§ **EXCERPTED DATA**
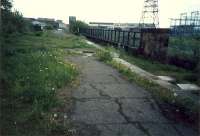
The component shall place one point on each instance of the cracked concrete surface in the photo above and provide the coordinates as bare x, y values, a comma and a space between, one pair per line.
108, 105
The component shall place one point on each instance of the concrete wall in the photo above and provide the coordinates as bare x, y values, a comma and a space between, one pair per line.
154, 43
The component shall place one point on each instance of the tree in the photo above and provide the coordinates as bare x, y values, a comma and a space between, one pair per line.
11, 21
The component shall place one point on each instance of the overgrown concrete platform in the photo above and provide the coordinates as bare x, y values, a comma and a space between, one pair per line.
108, 105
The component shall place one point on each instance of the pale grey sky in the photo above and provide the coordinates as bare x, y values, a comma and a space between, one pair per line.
123, 11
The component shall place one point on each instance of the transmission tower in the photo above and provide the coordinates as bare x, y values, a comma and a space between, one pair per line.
150, 16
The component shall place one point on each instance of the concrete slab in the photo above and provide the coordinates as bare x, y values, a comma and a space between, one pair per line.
86, 91
167, 78
160, 129
119, 130
189, 87
97, 111
123, 91
142, 110
185, 130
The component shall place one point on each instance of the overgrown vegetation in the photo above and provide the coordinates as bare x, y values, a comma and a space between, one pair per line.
185, 47
12, 22
33, 72
104, 55
174, 107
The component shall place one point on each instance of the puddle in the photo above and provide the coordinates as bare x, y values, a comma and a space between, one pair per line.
189, 87
167, 78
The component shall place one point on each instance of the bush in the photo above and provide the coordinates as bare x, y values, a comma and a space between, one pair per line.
104, 55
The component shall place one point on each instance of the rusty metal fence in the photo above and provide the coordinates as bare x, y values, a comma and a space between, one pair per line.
148, 42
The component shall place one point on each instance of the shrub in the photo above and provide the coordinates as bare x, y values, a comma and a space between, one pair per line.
104, 55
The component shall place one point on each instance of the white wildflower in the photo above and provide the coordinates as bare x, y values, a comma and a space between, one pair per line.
65, 116
55, 115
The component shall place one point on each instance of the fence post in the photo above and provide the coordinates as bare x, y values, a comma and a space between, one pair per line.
123, 39
119, 36
115, 37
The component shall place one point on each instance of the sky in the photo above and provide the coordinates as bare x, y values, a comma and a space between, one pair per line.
117, 11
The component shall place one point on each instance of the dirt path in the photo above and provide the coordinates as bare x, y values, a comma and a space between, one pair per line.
108, 105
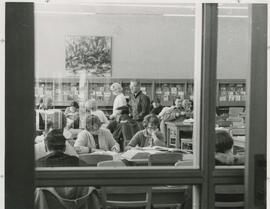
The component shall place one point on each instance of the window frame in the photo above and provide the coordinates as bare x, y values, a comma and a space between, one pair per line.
20, 175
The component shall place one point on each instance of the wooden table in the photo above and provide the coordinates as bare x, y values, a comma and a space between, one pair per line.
161, 195
174, 129
141, 160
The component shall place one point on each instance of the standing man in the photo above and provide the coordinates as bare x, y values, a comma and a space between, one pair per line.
140, 103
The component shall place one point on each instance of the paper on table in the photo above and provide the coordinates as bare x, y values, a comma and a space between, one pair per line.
138, 154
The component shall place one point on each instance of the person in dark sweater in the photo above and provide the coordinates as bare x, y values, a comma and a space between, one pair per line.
55, 143
156, 106
126, 127
140, 103
224, 155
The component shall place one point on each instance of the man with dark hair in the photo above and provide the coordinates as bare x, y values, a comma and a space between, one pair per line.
140, 103
55, 143
126, 127
157, 107
150, 136
224, 155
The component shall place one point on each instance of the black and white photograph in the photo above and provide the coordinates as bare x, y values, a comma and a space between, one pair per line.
147, 104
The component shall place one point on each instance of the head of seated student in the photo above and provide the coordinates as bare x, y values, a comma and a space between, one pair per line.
187, 104
91, 105
156, 103
48, 103
116, 88
151, 123
93, 124
178, 103
123, 113
135, 86
55, 141
74, 106
51, 124
224, 155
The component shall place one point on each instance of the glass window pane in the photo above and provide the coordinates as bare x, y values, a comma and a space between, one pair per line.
100, 70
232, 70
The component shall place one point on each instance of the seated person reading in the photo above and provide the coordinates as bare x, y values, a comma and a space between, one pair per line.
150, 136
224, 155
126, 127
156, 106
55, 143
69, 197
40, 146
95, 138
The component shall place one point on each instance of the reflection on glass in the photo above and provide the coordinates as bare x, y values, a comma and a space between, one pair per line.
118, 83
232, 69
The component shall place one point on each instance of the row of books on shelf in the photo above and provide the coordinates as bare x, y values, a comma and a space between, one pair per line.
64, 93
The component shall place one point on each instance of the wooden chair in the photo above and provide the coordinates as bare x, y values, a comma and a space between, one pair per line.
229, 196
164, 158
94, 159
125, 197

§ **BRIEF**
Your output should be an exact copy of the lines from the one containing "row of books" through the last line of the data above.

§ **YOUR RESPONSE**
The component shall place one point on each instance of the row of books on shelf in the photo above and provide the coordinates as bare x, y values, a comma and a space between, one pair per line.
64, 93
The component shall place one point on each instance of the wooden chair in the photo above and provide the coordinates as bare x, y values, a comma and a space between, one pair per line.
229, 196
164, 158
94, 159
125, 197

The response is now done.